▸ **PROBLEM STATEMENT**: Reproduce verbatim the lines of the records below from the line containing "# segment --target ceiling fan blade" through the end of the records, including both ends.

▸ **SUPPLIED INFORMATION**:
»»
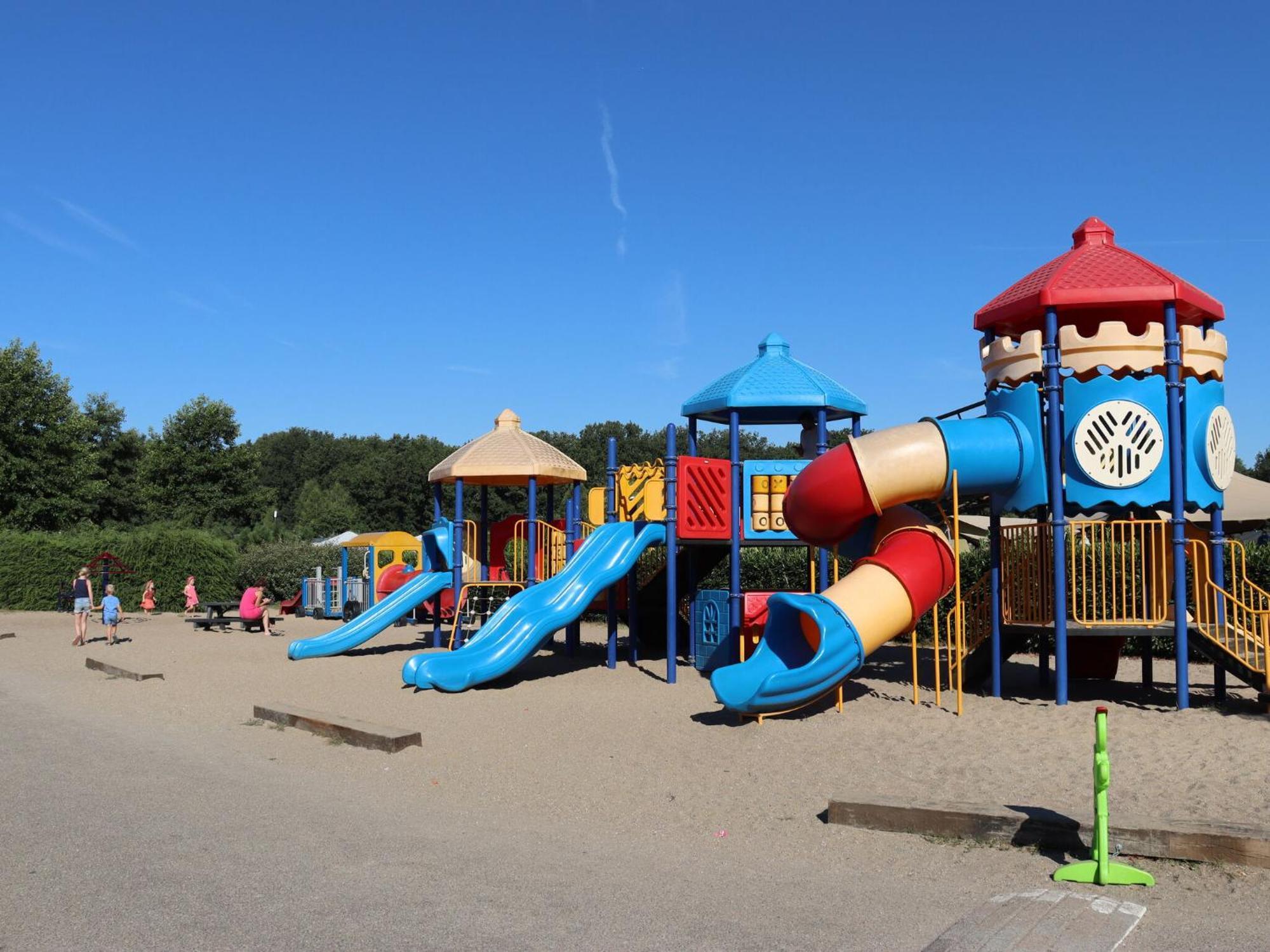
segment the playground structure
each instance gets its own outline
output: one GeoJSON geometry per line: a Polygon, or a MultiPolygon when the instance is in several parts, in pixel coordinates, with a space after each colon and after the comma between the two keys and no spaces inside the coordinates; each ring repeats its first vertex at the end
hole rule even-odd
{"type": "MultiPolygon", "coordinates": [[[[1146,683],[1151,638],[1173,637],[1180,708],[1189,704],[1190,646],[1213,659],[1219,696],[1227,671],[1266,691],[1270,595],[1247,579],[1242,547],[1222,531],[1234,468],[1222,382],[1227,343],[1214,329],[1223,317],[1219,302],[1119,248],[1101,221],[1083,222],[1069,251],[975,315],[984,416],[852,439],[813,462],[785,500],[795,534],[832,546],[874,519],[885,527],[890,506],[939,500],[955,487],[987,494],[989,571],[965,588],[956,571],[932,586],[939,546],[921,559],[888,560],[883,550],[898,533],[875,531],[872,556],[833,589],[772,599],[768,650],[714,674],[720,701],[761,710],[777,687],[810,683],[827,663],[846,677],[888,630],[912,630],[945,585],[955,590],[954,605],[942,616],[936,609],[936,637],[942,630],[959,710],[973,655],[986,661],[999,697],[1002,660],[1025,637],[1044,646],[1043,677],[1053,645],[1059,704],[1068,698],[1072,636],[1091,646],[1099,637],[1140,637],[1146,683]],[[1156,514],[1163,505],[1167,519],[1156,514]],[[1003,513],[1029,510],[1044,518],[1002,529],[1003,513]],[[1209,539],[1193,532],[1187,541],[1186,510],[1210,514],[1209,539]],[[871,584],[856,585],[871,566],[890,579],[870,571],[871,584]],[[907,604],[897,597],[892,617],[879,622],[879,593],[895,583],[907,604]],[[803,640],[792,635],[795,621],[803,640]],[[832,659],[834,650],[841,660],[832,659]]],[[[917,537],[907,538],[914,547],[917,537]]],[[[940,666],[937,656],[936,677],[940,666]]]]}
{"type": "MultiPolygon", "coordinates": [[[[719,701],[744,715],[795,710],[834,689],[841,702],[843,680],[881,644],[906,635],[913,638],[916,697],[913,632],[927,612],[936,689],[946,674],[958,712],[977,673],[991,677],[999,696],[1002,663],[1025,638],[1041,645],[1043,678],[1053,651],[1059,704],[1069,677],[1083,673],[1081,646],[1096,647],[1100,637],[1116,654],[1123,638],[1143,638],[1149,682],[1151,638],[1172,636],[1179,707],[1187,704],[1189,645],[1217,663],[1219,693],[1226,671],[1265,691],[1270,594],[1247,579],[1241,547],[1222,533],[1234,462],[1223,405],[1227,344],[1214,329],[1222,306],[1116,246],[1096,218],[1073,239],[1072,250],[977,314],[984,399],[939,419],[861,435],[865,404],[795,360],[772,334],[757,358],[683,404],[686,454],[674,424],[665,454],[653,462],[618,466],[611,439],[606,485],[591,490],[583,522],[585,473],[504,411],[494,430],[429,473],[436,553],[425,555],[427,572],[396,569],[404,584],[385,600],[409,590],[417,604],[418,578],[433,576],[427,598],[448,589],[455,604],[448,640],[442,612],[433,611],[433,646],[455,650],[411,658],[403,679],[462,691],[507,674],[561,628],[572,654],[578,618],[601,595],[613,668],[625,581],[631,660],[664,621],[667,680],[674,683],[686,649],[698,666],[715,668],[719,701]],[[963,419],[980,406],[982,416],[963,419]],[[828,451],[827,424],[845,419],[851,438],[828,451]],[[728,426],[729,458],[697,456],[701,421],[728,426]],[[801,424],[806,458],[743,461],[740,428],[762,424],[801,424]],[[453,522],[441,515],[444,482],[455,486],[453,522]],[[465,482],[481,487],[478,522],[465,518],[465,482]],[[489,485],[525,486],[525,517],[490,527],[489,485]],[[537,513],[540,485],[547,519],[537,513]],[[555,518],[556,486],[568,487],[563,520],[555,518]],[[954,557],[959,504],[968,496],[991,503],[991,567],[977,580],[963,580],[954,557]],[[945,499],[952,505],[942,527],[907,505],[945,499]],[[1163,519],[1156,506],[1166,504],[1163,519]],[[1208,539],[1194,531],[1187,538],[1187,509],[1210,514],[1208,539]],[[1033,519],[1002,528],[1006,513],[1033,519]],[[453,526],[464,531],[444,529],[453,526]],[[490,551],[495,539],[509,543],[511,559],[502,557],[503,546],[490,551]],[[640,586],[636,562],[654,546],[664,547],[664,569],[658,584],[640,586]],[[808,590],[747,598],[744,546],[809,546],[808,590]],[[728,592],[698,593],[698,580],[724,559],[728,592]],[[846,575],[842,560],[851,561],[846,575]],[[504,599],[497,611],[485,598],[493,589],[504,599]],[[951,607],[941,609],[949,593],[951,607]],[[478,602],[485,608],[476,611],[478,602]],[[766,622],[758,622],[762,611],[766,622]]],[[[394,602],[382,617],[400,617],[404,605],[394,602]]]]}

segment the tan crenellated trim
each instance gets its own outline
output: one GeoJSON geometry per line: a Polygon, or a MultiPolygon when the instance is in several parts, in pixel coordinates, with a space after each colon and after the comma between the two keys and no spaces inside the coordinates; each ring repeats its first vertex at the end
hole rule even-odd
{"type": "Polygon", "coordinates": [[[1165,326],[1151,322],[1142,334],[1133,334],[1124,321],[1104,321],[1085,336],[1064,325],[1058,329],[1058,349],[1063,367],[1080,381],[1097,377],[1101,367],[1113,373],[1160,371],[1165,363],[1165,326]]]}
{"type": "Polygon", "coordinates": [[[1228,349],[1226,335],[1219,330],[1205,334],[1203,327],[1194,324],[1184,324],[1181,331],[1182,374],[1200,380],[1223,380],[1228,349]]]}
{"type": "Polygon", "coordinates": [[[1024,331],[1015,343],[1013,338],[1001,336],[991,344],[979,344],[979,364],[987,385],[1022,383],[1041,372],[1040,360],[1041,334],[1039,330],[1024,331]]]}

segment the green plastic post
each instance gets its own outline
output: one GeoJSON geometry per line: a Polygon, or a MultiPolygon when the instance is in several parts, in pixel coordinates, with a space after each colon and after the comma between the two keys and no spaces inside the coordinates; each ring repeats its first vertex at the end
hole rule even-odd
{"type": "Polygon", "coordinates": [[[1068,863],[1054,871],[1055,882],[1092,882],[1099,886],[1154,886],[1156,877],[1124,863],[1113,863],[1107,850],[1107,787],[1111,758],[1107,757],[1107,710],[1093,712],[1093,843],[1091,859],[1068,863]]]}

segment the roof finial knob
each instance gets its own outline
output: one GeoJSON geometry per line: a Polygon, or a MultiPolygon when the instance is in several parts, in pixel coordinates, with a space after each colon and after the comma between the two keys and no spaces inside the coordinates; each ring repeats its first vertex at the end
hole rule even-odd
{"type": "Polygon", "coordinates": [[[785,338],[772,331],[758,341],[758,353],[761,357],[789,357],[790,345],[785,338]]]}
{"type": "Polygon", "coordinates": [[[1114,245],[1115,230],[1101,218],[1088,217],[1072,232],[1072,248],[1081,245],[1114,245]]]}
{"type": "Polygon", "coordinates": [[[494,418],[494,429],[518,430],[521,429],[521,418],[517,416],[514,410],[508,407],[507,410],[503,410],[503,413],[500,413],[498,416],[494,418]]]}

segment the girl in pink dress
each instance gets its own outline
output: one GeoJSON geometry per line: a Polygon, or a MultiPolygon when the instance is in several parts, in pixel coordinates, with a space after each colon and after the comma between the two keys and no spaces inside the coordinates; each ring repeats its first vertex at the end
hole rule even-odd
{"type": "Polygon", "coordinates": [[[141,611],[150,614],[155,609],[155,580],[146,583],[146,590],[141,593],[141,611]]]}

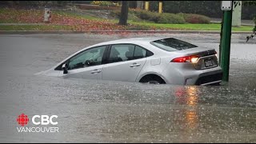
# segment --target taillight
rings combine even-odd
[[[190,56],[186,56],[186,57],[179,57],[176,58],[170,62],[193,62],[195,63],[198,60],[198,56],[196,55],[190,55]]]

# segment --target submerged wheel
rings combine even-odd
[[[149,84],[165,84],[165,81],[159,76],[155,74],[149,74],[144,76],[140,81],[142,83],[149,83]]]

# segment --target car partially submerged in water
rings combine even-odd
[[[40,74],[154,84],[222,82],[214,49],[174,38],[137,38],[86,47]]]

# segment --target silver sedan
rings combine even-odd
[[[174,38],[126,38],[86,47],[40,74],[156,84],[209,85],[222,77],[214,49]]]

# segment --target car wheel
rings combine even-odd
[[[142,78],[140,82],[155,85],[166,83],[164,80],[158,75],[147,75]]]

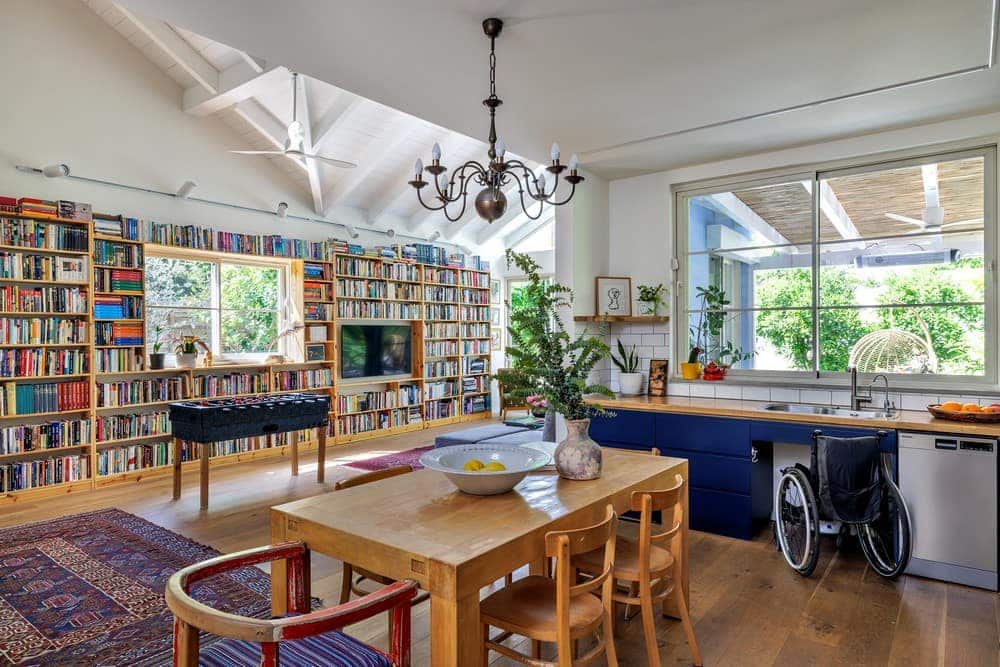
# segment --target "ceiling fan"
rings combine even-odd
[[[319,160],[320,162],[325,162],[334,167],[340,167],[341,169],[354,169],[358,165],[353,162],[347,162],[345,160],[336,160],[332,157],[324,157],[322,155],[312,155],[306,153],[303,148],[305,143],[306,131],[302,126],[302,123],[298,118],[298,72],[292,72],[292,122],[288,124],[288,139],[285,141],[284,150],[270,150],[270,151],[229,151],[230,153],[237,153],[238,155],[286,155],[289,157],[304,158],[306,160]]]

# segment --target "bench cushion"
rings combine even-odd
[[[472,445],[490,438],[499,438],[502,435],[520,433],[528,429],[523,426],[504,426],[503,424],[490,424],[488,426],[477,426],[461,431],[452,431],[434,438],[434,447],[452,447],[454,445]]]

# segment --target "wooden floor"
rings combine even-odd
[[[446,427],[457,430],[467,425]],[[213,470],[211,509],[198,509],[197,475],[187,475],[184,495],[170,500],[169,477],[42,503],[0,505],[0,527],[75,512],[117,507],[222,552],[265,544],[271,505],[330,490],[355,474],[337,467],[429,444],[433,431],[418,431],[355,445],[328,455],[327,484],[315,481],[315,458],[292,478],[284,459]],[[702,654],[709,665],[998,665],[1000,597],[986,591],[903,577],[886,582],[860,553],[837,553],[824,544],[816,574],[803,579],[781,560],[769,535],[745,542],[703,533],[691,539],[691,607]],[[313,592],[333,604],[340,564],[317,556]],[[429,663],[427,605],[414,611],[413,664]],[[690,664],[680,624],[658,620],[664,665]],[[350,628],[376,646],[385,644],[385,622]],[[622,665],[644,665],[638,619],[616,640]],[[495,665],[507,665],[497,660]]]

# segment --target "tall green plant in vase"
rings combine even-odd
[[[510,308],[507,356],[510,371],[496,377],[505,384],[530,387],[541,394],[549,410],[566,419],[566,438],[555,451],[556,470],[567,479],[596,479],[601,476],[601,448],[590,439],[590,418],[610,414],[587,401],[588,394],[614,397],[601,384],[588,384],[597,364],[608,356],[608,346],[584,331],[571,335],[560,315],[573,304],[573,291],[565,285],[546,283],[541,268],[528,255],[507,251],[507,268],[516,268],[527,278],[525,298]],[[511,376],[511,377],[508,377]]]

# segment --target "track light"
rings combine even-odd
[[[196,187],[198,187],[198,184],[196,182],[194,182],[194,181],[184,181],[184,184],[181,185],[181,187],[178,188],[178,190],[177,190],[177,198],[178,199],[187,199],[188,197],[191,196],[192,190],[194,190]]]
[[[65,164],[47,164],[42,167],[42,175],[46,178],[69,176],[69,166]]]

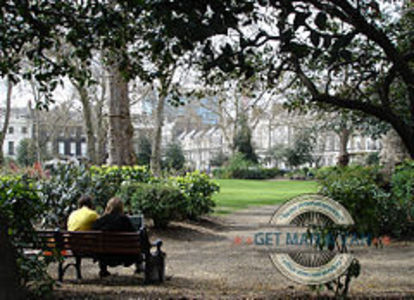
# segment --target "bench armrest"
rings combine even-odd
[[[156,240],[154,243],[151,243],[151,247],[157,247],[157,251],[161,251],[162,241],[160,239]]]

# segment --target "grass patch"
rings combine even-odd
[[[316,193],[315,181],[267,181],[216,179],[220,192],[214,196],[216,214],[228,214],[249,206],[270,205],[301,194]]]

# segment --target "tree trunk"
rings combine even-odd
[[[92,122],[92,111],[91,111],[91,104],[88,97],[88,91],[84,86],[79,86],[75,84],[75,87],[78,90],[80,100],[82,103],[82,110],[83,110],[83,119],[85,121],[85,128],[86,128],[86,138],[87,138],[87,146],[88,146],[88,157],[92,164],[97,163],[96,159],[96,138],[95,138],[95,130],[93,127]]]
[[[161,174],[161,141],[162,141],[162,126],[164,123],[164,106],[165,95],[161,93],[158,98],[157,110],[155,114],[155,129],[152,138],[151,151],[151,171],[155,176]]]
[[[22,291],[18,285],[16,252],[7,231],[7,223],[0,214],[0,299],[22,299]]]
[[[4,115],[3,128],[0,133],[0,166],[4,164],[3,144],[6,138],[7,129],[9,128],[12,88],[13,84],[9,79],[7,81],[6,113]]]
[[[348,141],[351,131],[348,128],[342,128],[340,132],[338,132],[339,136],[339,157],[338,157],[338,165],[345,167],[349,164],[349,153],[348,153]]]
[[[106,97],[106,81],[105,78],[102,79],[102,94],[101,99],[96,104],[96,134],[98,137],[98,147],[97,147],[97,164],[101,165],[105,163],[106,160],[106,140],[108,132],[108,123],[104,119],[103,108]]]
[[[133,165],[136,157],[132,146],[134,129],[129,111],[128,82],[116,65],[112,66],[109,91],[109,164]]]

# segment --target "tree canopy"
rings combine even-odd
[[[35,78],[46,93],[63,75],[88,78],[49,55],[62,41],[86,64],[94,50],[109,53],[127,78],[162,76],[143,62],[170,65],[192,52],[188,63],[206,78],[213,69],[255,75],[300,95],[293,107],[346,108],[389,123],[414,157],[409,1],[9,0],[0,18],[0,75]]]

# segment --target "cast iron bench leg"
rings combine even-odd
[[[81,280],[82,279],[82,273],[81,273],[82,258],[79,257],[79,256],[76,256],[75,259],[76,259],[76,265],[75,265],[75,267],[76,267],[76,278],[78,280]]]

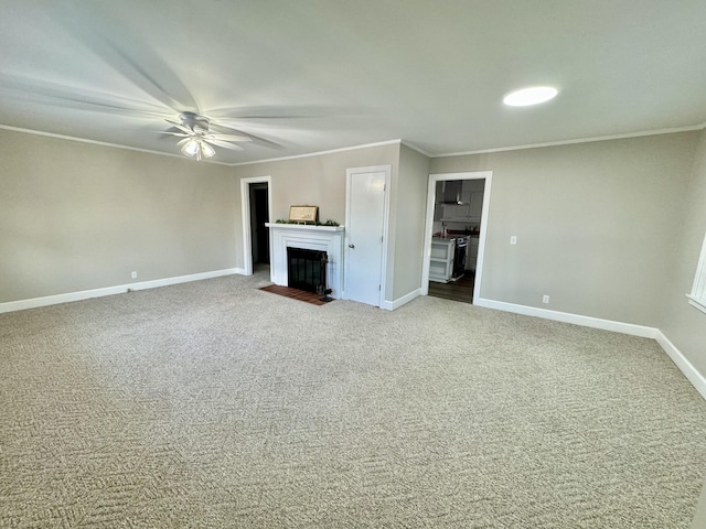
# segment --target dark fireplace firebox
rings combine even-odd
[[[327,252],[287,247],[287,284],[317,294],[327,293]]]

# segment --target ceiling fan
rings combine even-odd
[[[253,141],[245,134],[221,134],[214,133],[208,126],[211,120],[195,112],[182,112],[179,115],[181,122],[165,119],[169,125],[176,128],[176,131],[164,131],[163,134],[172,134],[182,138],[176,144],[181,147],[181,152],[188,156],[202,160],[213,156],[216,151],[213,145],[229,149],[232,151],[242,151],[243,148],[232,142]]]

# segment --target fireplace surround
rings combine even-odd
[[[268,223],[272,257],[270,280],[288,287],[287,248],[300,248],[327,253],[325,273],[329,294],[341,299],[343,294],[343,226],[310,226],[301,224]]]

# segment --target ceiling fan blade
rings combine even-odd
««
▸ **EXERCISE RESPONSE**:
# segment --target ceiling fan blade
rings combine even-odd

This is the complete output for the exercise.